Les conservateurs accusent les libéraux d’ "institutionnaliser la compassion".Dans le numéro de Février 2013 de Chronicles, John C. Seiler Junior, voue aux gémonies cette Grande Société de Johnson comme étant "une force majeure pour tourner une nation ayant encore un brin de liberté républicaine en un état centralisé, bureaucratisé, dégénéré et en banqueroute que nous avons à subir aujourd’hui."
Il ne vient pas du tout à l’idée des conservateurs qu’en Europe, démocratie, liberté, avantages sociaux, personnes riches et services nationaux de santé coexistent, mais que quelque part la liberté américaine est si fragile qu’elle peut-être mise sens dessus-dessous par un programme limité de santé publique qui n’est accessible du reste qu’aux personnes âgées.
Cela ne vient pas non plus à l’idée des républicains conservateurs qu’il est bien préférable d’institutionnaliser la compassion que d’institutionnaliser la tyrannie.
L’institutionnalisation de la tyrannie est le résultat des régimes Bush/Obama de ce début de XXIème siècle., Ceci, et non pas la Grande Société, est la grande rupture avec la tradition américaine. Les républicains de Bush ont détruit presque toutes les protections constitutionnelles de la liberté établies par les pères fondateurs. Les démocrates d’Obama ont codifié le démantèlement organisé de la constitution par Bush et ont enlevé la protection aux citoyens de ne pas être assassinés par leur gouvernement sans autre forme de procès. Une décennie fut assez de temps pour deux présidents pour que le peuple américain devienne le moins libre de tous les pays développés, voire peut-être même de toutes les nations. Dans quel autre pays le chef de l’exécutif a t’il le droit de tuer ses propres citoyens sans aucune procédure légale ?

____________________

*Consigne*
Réécrivez le passage du texte fourni de « Les conservateurs accusent » à « qu’aux personnes âgées. » en remplaçant « libéraux » par « progressistes ». Les enregistrements n'ont aucun rôle ici.

____________________

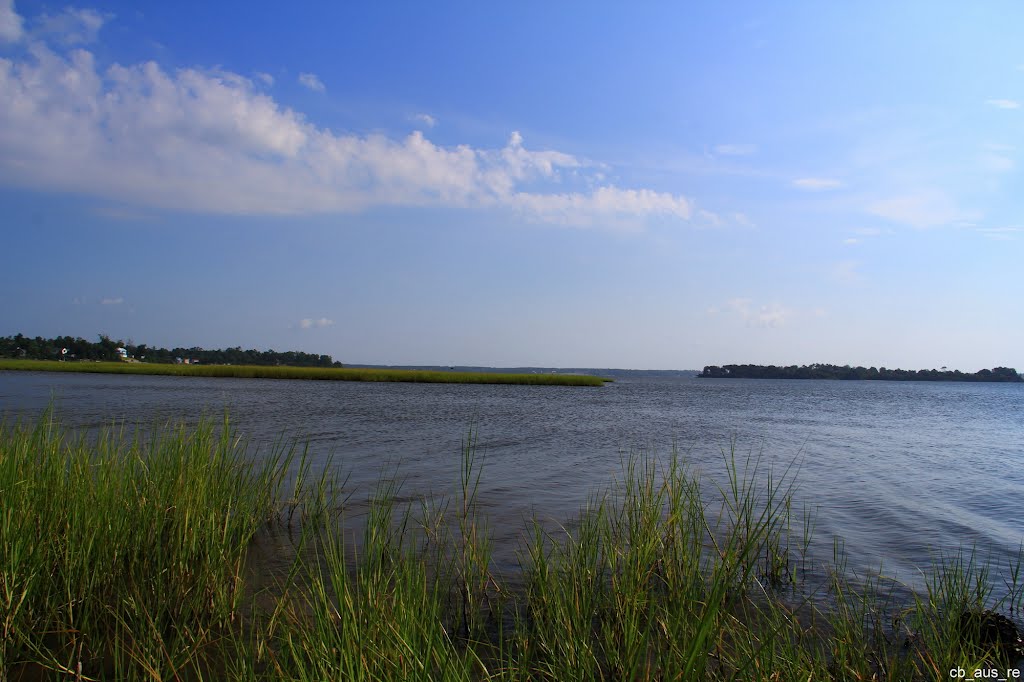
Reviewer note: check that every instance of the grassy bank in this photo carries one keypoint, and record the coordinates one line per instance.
(124, 558)
(324, 374)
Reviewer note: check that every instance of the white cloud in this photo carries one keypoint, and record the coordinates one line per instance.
(213, 141)
(1005, 103)
(308, 323)
(735, 150)
(765, 315)
(10, 23)
(928, 208)
(425, 119)
(73, 27)
(312, 82)
(816, 183)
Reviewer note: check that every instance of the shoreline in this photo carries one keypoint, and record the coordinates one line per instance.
(646, 585)
(301, 373)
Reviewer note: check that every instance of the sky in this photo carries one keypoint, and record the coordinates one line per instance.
(640, 185)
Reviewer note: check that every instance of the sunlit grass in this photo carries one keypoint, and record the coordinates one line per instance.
(312, 373)
(123, 558)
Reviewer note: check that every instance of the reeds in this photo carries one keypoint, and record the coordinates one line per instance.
(124, 558)
(308, 373)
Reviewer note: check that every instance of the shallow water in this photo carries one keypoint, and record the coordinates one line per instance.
(902, 472)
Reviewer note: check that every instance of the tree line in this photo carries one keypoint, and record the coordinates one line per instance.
(77, 348)
(852, 373)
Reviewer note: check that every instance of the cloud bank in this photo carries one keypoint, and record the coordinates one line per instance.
(211, 140)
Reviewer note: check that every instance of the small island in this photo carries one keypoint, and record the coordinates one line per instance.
(999, 374)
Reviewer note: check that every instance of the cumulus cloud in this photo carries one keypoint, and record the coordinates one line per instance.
(308, 323)
(426, 120)
(815, 183)
(211, 140)
(1005, 103)
(312, 82)
(11, 28)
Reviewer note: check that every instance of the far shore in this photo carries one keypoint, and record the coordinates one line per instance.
(308, 373)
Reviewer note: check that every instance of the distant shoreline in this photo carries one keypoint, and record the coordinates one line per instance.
(306, 373)
(847, 373)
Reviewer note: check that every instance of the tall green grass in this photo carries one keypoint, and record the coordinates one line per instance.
(309, 373)
(124, 558)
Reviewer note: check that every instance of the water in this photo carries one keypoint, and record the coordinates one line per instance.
(902, 472)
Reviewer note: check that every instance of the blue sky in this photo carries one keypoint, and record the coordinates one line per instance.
(578, 184)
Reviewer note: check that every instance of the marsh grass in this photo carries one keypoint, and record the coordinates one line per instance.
(308, 373)
(123, 559)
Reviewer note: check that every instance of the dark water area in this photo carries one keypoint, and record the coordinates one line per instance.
(903, 472)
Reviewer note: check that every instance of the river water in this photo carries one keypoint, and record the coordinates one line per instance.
(901, 472)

____________________

*Réponse*
Les conservateurs accusent les progressistes d’ "institutionnaliser la compassion".Dans le numéro de Février 2013 de Chronicles, John C. Seiler Junior, voue aux gémonies cette Grande Société de Johnson comme étant "une force majeure pour tourner une nation ayant encore un brin de liberté républicaine en un état centralisé, bureaucratisé, dégénéré et en banqueroute que nous avons à subir aujourd’hui."
Il ne vient pas du tout à l’idée des conservateurs qu’en Europe, démocratie, liberté, avantages sociaux, personnes riches et services nationaux de santé coexistent, mais que quelque part la liberté américaine est si fragile qu’elle peut-être mise sens dessus-dessous par un programme limité de santé publique qui n’est accessible du reste qu’aux personnes âgées.